◆ Directions for this task: Print every one of the following entries verbatim, keeping their original order.

◆ Input material:
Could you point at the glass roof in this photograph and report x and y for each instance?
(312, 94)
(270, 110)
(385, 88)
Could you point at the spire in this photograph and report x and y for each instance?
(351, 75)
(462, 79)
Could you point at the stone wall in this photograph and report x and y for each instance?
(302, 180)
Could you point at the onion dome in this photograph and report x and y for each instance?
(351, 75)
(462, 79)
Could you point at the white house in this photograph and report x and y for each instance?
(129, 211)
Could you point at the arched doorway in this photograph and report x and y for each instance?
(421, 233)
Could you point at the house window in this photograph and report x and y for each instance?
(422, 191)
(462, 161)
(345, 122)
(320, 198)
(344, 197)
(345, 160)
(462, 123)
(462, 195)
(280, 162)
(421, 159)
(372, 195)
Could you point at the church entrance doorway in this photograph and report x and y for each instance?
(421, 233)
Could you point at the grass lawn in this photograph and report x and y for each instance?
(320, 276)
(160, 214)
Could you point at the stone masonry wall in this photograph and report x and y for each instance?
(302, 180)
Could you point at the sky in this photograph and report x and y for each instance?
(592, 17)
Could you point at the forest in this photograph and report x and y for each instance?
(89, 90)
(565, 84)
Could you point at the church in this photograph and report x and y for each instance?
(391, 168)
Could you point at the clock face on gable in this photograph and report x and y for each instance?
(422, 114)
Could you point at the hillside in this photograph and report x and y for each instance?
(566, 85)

◆ Solution to the exercise:
Could you point at the glass roof in this photograph and report x and y for each instance?
(312, 94)
(270, 110)
(385, 88)
Could you point at the spire in this photograph and report x and y for each instance?
(351, 75)
(462, 79)
Could you point at the stone wall in this photograph and report x and y for each instance?
(302, 180)
Could you point at the onion dome in this photograph and report x and y for each instance?
(351, 75)
(462, 79)
Could you point at the white house in this photograph and report x and y for each instance?
(129, 211)
Could you point at the arched doorway in this photograph and report x and y for each instance?
(421, 233)
Could you point at the house window in this photograph and report x and y for each instance?
(422, 191)
(462, 161)
(345, 122)
(320, 198)
(344, 197)
(345, 160)
(462, 123)
(462, 195)
(280, 162)
(421, 159)
(372, 195)
Could you point at the church entrance doorway in this photograph and report x and y for each instance?
(421, 233)
Could you point at the grass lawn in this photograph and report x and y for each instance?
(320, 276)
(160, 214)
Could you point at the stone masonry wall in this photograph and report x and y for each instance?
(302, 180)
Could you point at the sky in this photograph and report x and y for each instance?
(592, 17)
Could you point at the forest in this photograph and report x and y for each instance?
(89, 90)
(565, 84)
Could you point at the church in this photograph and report x and y for each instance?
(391, 168)
Could you point at the clock face on gable in this photograph and report x and y for each instance?
(422, 114)
Could you point at the hillside in this photograph and report x and y for each instance?
(566, 85)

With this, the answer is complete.